Exercise requirements: Search the records for the line with "the black dress". Output that line and each line after it, exactly, and stop at the end; omit pictures.

----------

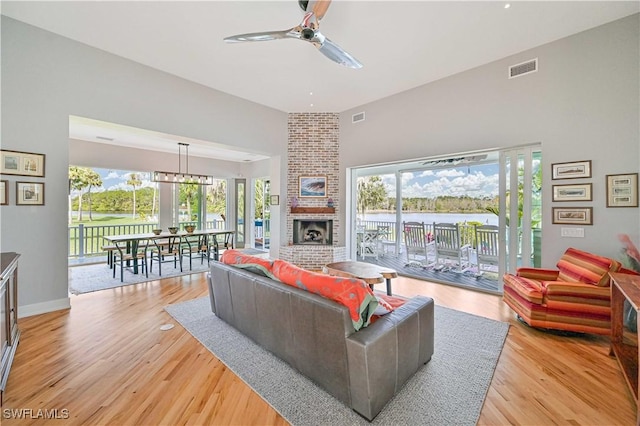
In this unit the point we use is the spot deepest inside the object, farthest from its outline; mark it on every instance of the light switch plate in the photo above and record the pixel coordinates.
(572, 232)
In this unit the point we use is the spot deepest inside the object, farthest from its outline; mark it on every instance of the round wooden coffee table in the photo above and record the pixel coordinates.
(371, 274)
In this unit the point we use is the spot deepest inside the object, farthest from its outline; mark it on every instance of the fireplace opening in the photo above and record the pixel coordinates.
(313, 231)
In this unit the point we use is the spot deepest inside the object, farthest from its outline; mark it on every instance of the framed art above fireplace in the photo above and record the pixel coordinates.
(313, 186)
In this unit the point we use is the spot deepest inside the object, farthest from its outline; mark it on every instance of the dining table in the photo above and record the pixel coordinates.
(128, 243)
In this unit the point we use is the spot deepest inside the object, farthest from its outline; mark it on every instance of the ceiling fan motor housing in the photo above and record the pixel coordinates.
(307, 33)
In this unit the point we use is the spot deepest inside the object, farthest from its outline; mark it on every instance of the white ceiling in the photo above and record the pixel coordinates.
(402, 44)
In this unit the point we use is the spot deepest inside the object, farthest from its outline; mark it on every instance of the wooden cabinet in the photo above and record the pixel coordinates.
(9, 332)
(624, 336)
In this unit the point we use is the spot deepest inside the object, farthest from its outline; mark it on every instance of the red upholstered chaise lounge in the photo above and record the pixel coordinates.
(575, 297)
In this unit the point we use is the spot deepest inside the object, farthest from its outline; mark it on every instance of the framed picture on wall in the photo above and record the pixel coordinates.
(4, 192)
(579, 192)
(573, 170)
(572, 215)
(29, 194)
(21, 163)
(622, 190)
(313, 186)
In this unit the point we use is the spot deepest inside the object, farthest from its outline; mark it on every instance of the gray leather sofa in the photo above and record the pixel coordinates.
(315, 335)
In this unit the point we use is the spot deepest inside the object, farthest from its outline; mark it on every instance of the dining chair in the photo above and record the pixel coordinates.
(134, 251)
(218, 243)
(191, 245)
(163, 249)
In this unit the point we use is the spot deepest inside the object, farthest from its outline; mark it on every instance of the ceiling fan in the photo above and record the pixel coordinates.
(307, 30)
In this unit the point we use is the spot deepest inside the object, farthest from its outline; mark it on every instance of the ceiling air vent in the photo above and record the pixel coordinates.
(527, 67)
(356, 118)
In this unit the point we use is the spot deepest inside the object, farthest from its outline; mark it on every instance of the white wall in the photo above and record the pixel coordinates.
(582, 104)
(47, 78)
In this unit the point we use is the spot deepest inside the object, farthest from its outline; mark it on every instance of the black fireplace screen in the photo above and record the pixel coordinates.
(319, 232)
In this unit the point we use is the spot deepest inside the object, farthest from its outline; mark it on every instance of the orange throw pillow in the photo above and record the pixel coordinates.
(253, 264)
(353, 293)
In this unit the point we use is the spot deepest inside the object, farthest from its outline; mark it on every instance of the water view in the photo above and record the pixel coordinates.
(428, 218)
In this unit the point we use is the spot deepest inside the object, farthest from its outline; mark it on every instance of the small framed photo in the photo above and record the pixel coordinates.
(622, 190)
(4, 192)
(572, 215)
(313, 186)
(579, 192)
(574, 170)
(21, 163)
(29, 194)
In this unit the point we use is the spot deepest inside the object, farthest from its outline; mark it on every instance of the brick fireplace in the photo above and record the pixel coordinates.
(313, 151)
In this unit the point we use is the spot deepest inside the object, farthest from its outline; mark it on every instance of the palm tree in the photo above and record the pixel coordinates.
(77, 181)
(371, 193)
(92, 179)
(190, 192)
(134, 180)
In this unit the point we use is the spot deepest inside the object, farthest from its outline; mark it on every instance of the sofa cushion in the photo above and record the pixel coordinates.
(253, 264)
(529, 289)
(579, 266)
(353, 293)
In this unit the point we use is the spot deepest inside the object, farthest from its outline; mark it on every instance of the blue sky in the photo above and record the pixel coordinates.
(474, 181)
(117, 179)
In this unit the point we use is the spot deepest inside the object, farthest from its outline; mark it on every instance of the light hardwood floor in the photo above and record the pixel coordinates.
(106, 361)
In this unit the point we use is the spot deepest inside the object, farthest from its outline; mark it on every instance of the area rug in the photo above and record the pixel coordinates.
(449, 390)
(88, 278)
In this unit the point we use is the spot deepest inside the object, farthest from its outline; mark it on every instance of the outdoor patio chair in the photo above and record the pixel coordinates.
(417, 244)
(449, 248)
(486, 249)
(384, 240)
(133, 252)
(369, 244)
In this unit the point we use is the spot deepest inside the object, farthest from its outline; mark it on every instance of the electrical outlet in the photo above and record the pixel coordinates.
(572, 232)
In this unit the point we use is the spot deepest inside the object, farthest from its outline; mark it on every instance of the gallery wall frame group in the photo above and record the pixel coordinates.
(27, 164)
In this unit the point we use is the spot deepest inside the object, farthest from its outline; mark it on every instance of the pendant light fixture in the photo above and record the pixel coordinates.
(179, 176)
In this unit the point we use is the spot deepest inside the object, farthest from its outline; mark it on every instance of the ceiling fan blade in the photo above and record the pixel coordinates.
(336, 54)
(264, 36)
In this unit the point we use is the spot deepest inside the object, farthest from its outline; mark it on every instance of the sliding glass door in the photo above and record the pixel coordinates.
(520, 207)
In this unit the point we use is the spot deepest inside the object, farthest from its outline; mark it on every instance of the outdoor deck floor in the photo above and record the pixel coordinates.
(398, 263)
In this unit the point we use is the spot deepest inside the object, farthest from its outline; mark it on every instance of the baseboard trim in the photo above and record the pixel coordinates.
(44, 307)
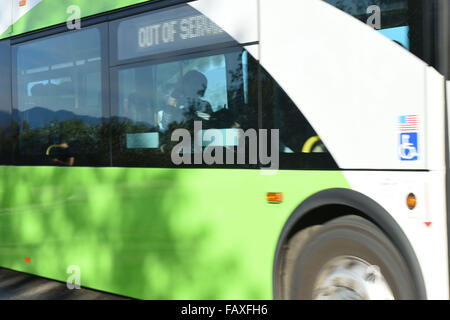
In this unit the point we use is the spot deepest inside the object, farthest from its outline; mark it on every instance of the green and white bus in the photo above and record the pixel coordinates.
(91, 93)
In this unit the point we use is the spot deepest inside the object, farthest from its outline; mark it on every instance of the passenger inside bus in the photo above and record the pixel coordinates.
(186, 101)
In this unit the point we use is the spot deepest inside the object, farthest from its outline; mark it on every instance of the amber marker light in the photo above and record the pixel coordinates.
(411, 201)
(274, 197)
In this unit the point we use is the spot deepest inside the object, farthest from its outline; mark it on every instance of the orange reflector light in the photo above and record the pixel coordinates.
(274, 197)
(411, 201)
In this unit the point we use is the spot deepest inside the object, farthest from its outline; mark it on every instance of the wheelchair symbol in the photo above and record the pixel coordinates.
(408, 147)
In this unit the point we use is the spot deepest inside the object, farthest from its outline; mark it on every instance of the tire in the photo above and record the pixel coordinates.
(314, 266)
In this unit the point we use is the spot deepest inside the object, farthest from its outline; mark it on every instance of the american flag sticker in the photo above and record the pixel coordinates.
(408, 123)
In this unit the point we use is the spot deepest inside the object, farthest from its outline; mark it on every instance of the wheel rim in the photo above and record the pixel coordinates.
(351, 278)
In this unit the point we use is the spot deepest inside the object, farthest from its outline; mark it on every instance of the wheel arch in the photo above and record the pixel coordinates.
(329, 204)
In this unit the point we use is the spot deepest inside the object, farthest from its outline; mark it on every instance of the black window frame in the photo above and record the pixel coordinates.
(163, 160)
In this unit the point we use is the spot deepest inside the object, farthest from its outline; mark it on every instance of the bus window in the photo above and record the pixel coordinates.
(401, 21)
(58, 100)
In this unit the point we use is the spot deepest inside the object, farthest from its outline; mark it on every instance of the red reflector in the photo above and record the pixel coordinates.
(274, 197)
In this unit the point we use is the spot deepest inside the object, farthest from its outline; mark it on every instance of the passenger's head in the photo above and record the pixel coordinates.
(193, 85)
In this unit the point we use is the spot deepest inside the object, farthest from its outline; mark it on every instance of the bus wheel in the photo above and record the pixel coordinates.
(348, 258)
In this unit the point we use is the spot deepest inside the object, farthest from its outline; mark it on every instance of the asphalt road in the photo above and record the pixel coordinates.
(21, 286)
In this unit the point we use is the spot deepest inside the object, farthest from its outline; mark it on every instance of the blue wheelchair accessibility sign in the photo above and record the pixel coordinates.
(409, 150)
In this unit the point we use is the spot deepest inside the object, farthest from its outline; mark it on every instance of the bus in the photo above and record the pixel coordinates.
(227, 149)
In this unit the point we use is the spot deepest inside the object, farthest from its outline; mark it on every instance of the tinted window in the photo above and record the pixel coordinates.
(58, 100)
(401, 21)
(163, 31)
(152, 100)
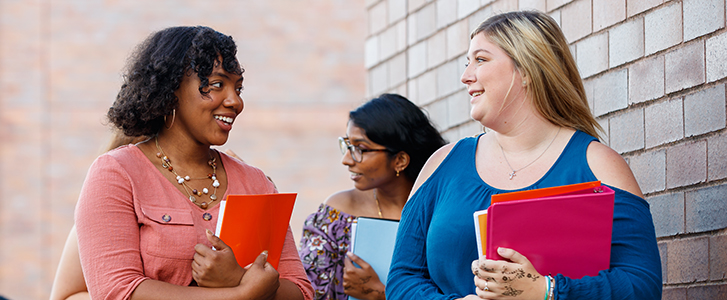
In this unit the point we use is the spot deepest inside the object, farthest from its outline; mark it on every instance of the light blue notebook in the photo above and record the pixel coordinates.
(373, 241)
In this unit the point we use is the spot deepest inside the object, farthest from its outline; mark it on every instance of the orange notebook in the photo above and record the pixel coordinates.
(481, 216)
(250, 224)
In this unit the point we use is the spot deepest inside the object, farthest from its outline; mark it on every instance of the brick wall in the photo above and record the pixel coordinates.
(59, 72)
(654, 71)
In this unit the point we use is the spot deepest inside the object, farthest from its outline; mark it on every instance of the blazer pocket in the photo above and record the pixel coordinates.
(167, 232)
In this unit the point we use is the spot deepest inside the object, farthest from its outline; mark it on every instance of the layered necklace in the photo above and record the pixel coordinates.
(182, 180)
(513, 173)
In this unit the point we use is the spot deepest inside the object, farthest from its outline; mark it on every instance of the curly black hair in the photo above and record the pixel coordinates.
(398, 124)
(155, 69)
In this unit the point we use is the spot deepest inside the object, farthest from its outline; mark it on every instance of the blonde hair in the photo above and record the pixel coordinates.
(537, 46)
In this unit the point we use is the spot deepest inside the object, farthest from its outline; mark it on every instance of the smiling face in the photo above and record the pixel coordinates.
(493, 82)
(208, 117)
(375, 169)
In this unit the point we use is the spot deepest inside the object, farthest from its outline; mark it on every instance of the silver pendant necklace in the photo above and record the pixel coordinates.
(514, 172)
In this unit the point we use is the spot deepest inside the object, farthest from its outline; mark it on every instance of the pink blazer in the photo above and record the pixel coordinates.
(123, 239)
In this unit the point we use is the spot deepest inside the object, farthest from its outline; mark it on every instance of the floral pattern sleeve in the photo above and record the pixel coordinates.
(323, 246)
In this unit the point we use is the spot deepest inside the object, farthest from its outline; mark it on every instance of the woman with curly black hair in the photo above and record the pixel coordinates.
(147, 211)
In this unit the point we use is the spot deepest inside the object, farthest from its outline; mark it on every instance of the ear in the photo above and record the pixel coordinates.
(401, 161)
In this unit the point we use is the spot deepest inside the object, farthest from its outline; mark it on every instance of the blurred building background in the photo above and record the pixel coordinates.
(654, 71)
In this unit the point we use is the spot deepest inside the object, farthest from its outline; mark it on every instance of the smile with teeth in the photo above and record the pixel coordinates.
(227, 120)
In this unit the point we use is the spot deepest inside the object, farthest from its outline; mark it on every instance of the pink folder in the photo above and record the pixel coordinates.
(567, 234)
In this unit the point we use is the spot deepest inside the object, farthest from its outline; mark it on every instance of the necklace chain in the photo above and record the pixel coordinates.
(377, 204)
(513, 173)
(182, 180)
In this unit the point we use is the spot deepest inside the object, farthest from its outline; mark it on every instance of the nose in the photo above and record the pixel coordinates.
(468, 75)
(347, 160)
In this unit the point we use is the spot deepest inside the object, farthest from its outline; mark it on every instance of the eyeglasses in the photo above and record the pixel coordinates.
(356, 152)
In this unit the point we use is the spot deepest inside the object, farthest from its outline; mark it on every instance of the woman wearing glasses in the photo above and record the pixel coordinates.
(388, 140)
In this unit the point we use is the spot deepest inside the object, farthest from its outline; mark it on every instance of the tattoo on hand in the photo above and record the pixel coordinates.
(509, 291)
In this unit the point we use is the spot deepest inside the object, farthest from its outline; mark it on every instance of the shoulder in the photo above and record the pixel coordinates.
(431, 165)
(610, 168)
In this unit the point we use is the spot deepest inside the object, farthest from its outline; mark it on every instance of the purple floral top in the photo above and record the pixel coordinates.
(325, 241)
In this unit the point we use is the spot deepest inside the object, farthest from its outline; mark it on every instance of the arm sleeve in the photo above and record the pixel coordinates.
(108, 232)
(635, 270)
(409, 275)
(291, 267)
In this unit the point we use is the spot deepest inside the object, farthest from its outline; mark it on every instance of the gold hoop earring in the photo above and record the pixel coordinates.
(174, 115)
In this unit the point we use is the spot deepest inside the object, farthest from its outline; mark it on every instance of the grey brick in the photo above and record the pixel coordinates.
(663, 28)
(704, 111)
(650, 170)
(668, 213)
(717, 156)
(686, 164)
(446, 12)
(448, 78)
(636, 7)
(627, 131)
(702, 17)
(688, 260)
(664, 122)
(718, 257)
(706, 208)
(592, 55)
(576, 20)
(610, 92)
(607, 13)
(626, 42)
(716, 52)
(646, 79)
(684, 67)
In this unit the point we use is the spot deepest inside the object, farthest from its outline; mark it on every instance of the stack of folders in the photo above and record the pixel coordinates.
(250, 224)
(373, 241)
(561, 230)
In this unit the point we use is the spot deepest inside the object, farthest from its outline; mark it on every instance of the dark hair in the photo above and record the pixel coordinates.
(155, 71)
(394, 122)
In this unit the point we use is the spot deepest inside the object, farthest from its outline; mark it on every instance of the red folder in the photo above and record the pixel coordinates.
(567, 233)
(250, 224)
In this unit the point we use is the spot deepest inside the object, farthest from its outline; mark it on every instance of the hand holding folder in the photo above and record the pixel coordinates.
(561, 230)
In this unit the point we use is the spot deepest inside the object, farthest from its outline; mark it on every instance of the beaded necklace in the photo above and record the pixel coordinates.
(182, 180)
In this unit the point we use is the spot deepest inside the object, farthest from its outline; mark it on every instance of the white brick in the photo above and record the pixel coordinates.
(627, 131)
(663, 28)
(646, 80)
(663, 122)
(702, 17)
(436, 49)
(576, 20)
(397, 10)
(417, 60)
(466, 7)
(371, 52)
(592, 55)
(397, 70)
(457, 39)
(446, 12)
(427, 87)
(448, 79)
(626, 42)
(379, 78)
(704, 111)
(716, 49)
(377, 17)
(387, 43)
(610, 92)
(458, 108)
(532, 5)
(607, 13)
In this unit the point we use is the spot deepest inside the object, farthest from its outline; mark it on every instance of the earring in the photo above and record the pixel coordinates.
(174, 115)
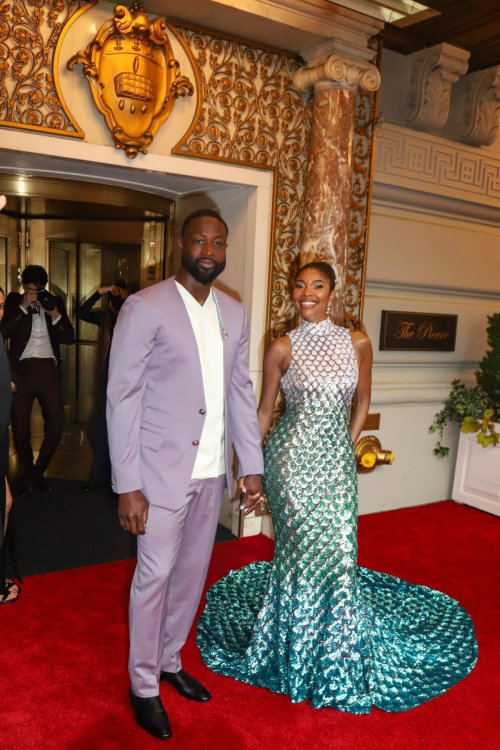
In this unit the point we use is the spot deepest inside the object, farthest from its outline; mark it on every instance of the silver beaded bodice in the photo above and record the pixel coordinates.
(323, 367)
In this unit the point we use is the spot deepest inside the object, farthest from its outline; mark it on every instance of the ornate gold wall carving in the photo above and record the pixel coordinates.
(250, 114)
(363, 164)
(30, 97)
(133, 77)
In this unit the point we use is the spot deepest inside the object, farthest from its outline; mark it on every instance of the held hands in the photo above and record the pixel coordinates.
(251, 492)
(133, 512)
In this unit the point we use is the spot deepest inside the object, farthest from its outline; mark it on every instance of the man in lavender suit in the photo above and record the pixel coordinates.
(179, 396)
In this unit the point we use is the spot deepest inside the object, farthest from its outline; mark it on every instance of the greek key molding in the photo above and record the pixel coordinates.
(431, 74)
(338, 71)
(31, 33)
(431, 164)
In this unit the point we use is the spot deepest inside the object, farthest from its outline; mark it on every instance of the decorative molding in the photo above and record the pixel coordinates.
(479, 107)
(366, 113)
(431, 74)
(31, 33)
(431, 164)
(338, 71)
(460, 296)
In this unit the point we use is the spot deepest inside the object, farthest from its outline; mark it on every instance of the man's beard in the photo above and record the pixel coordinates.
(202, 275)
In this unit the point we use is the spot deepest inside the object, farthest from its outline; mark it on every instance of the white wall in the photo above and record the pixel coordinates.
(434, 246)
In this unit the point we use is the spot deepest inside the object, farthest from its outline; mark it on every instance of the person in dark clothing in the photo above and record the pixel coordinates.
(35, 335)
(9, 591)
(117, 292)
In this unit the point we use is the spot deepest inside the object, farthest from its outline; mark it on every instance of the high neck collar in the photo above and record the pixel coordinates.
(310, 327)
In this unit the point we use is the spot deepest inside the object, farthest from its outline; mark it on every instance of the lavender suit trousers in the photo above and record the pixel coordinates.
(172, 563)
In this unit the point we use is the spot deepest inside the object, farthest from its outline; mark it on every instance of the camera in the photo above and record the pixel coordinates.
(46, 299)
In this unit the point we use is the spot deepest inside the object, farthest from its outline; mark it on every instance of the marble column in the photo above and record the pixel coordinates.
(336, 79)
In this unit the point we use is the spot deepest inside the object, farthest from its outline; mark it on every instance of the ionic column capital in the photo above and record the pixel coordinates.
(338, 71)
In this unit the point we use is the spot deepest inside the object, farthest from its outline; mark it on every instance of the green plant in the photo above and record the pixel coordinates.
(465, 405)
(474, 407)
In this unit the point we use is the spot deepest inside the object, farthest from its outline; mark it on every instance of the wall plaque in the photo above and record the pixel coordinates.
(417, 332)
(133, 77)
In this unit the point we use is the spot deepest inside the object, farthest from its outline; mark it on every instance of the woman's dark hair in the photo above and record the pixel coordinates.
(323, 268)
(35, 275)
(122, 284)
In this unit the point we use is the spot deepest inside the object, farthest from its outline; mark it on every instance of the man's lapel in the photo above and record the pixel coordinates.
(230, 343)
(183, 328)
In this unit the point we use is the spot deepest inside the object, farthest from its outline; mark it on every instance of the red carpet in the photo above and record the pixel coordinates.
(63, 680)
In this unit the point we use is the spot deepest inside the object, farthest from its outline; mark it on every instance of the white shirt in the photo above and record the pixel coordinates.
(39, 343)
(204, 319)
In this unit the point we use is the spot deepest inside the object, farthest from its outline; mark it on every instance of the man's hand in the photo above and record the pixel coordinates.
(133, 512)
(30, 298)
(54, 314)
(251, 492)
(115, 290)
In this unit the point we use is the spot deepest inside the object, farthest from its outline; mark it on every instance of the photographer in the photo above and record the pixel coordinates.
(116, 294)
(36, 324)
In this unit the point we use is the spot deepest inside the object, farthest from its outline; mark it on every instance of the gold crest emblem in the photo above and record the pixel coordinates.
(133, 77)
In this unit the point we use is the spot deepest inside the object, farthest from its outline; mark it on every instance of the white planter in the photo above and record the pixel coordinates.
(477, 474)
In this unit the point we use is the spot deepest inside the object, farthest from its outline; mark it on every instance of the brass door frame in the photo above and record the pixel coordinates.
(47, 187)
(50, 188)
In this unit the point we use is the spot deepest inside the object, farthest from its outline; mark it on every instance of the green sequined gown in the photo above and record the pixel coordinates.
(312, 624)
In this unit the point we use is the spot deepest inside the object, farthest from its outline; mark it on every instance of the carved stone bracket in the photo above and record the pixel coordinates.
(431, 74)
(338, 71)
(479, 107)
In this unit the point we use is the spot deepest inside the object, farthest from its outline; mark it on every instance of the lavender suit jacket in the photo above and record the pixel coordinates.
(156, 403)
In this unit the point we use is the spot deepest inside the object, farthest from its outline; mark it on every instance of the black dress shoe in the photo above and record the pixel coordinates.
(186, 686)
(151, 716)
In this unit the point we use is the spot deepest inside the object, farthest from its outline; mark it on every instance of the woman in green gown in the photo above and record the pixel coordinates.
(311, 624)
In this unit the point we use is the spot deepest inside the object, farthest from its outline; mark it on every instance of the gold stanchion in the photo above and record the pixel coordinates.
(241, 524)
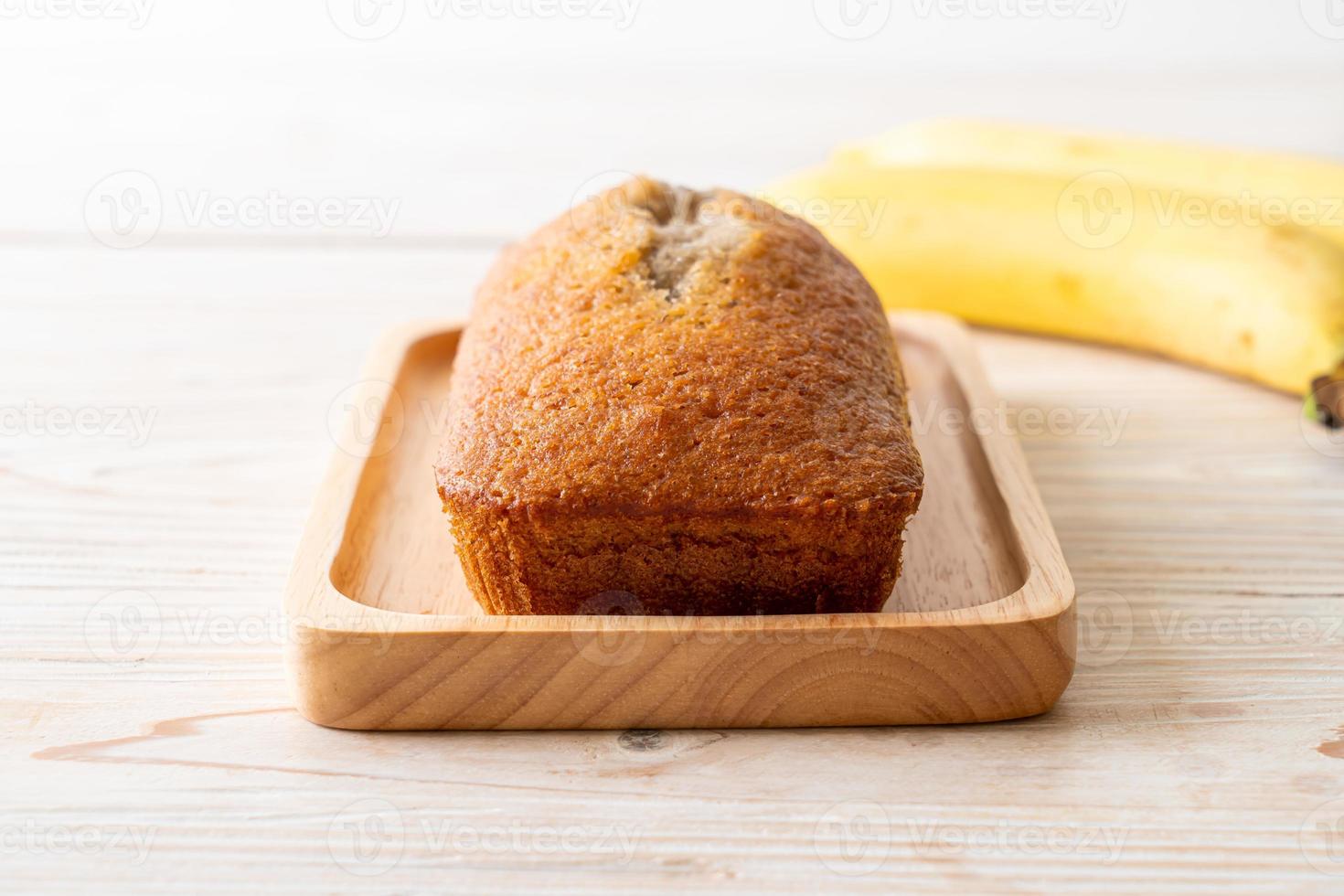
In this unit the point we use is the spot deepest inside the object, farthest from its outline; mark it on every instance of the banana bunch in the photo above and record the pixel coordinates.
(1232, 261)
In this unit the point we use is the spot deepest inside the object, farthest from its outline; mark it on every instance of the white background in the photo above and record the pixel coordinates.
(483, 117)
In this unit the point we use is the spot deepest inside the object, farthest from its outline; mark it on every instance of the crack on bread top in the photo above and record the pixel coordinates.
(688, 229)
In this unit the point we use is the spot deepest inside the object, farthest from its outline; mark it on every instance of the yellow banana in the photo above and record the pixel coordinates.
(1269, 187)
(1093, 258)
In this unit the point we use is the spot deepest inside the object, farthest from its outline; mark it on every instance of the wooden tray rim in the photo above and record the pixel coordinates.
(1047, 590)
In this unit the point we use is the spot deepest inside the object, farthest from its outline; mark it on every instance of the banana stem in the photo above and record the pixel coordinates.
(1327, 400)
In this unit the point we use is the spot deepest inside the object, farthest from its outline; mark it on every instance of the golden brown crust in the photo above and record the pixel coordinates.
(689, 398)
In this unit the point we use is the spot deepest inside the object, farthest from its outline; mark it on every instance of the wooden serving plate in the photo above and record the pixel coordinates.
(385, 635)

----------

Final answer:
In this unit the point we use is the spot deepest inside the object, farthest from its outline; mark it on every instance of the black dress shoe in the photo above and record the pixel coordinates.
(186, 686)
(151, 716)
In this unit the point we use is the spot deepest inside the object, farthest from its outline; mark it on every instance of the woman in green gown in the photo above and record the pixel coordinates.
(311, 624)
In this unit the point we use is the spot deepest inside the object, farthest from its outline; mark it on every instance of the gold stanchion in the photo above and record the pixel coordinates.
(241, 524)
In this unit the point we use is the spot deepest inside the object, farthest from its outline; mark it on every instance of the banana bunch in the photo above and record the pixel coordinates.
(1232, 261)
In this unit the point we use is the spot deepest inside the object, farthest from its outline; mark it on every instance of the white background in the photo above and record the pixel coordinates.
(483, 117)
In this unit the point we use is the spot deepest inside the object, farthest from its outline; mark it on every instance of the crack on bread top in the photo above and record the pixel coordinates.
(688, 229)
In this unit the point we use is the spot deepest inside the object, farthest from its outline; mark it on every instance of the yellow banana in the photo above and record the pixel coordinates.
(1269, 187)
(1093, 258)
In this unit the point we use is the spot deepest inside the object, farthest from its outline; mark it on every instance of the wooden tray rim in the photo above and record the pixel coordinates.
(1047, 590)
In this unit the point we use is the spot deepest inside the object, farthest from its outline; mark it on every instance of the banana stem in the photo above and record the pixel coordinates.
(1327, 400)
In this unit the point we use is the spot deepest inside the object, farthest from its outline; mark it on every instance of the golden brown crust in the photo above and record the pixel coordinates.
(689, 398)
In this unit the point we use is the spot deepest inside the object, farthest from its outline; mark it on every instance of the wooden serving plate in the photo above and record the pixel coordinates.
(385, 635)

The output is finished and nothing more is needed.